Excerpt provided Block Start
The Toronto Star examines the trauma and hardship front-line overdose prevention workers face on a daily basis, and asks the question: they save thousands of lives, but who’s saving theirs? Toronto’s Board of Health called on the Doug Ford government to “provide dedicated bereavement and trauma supports for frontline harm reduction workers, family members, and others impacted by the opioid poisoning crisis," the Star writes, but workers have resorted to crowdfunding campaigns to ensure the most basic of trauma care. The Ministry of Health and Long Term Care told the Star it is “committed to supporting front-line harm reduction workers” and others hit by the crisis.
The union that represents staff in Thunder Bay hospitals is asking the government for more long-term funding, saying the city will be short 80 beds and 500 hospital staff by 2024, CBC reports. The Ontario Council of Hospital Unions — a division of CUPE — said the government's projected 1.8 per cent average annual spending increases until 2023-24 are not sufficient to maintaining an acceptable quality of care, CBC reports. A spokesperson for Health Minister Christine Elliott told CBC that CUPE's numbers were "unrealistic and misleading," saying that the regional health sciences centre will see a $10.6 million increase in base funding this year.
In case you missed our stories Friday:
- Education minister announces revised career studies course with focus on financial literacy and social media usage
- OPG continues U.S. expansion with Cube Hydro purchase, regulatory approvals remain
- In Brief: The talk radio premier, a new Hydro One board chair and employment services overhaul pilot communities
In other news:
New Minister of Training, Colleges and Universities and Sault Ste. Marie MPP Ross Romano wants to show kids there's reason to stay in the city, the Sault Star reports.
The Star spends a day in TTC ticket court, where alleged fare-skippers go to plead their cases.
The Near North District School Board scrapped an international baccalaureate program in the name of efficiencies, the North Bay Nugget reports.
A judge certified the class-action negligence lawsuit that seeks compensation for residents displaced from Toronto's 650 Parliament St. building after a fire in August 2018, the Toronto Star reports.
Excerpt provided Block End
Extracted data Block Start
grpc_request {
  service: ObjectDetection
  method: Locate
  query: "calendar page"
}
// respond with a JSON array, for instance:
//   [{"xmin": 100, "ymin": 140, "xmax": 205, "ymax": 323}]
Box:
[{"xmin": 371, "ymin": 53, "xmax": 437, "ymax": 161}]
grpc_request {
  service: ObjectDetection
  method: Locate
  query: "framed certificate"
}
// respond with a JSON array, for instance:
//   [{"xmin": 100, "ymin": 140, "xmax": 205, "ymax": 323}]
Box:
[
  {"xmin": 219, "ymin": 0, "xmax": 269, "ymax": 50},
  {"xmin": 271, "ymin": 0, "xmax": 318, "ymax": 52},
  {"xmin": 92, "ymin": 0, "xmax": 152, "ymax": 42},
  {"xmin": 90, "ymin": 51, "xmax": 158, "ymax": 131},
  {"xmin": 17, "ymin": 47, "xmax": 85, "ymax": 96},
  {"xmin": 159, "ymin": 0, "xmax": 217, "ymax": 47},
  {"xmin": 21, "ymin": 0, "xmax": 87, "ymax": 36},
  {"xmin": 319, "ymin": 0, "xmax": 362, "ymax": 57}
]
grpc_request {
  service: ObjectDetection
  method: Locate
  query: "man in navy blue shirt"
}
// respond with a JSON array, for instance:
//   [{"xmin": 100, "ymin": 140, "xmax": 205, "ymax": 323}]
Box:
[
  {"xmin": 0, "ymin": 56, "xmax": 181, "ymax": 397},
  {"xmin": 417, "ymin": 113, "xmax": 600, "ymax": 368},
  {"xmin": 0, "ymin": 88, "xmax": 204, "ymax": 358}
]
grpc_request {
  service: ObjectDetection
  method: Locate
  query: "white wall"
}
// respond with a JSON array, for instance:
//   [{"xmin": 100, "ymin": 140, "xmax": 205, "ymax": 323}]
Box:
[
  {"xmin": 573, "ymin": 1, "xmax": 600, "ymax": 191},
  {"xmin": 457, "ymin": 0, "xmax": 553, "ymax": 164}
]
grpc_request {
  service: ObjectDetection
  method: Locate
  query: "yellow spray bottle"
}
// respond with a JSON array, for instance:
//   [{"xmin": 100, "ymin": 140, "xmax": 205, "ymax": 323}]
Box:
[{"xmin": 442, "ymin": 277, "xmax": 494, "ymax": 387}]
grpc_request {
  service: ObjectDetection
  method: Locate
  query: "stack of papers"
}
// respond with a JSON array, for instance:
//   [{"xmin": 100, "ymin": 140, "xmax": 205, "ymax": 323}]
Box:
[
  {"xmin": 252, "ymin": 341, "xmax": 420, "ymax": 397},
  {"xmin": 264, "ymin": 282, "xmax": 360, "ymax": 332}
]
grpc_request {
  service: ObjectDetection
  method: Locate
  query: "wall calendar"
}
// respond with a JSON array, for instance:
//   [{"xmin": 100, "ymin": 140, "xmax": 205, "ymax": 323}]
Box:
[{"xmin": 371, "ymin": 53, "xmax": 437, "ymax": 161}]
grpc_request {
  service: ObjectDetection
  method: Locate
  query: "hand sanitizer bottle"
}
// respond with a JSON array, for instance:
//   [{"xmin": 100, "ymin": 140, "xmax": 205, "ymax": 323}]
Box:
Extracted data Block End
▸ Task goal
Write the next portion of the Ontario news roundup, picking up after its final item about the 650 Parliament St. lawsuit. These records have no connection to the Ontario news roundup.

▸ Output of the exercise
The Hamilton Spectator has a rundown of the violence and aftermath after far-right agitators descended on a pride parade in the city last month.
CUPE and the City of Greater Sudbury are nearing an "impasse" in contract negotiations for over 1,500 City employees, the Sudbury Star reports.
A group of Indigenous drummers returned Tuesday to a Toronto park after being confronted by older men who took issue with their music, the Canadian Press reports.
And in the opinion pages:
- David Olive writes that Sidewalk Labs' failure to address key issues means it won't happen.
- Richard Florida, professor at University of Toronto’s School of Cities, says Sidewalk's project is right for Toronto, while Julie Beddoes, a waterfront resident and member of #BlockSidewalk, argues it isn't.
- A family doctor writes that cuts to legal aid will harm the health of marginalized people.
- A retired physician of 40 years argues Ontario health quality will suffer under the Peoples Health Act.
- The director of the Chinese and Southeast Asian Legal Clinic makes the case for new Attorney General Doug Downey to reverse legal aid cuts.
The Prime Minister will participate in a roundtable discussion with Muslim community leaders. Toronto. Closed to media.
Christine Elliott, Deputy Premier and Minister of Health, and Todd Smith, Minister of Children, Community and Social Services, will make an announcement. The Children's Hospital of Eastern Ontario. 401 Smyth Rd., Ottawa.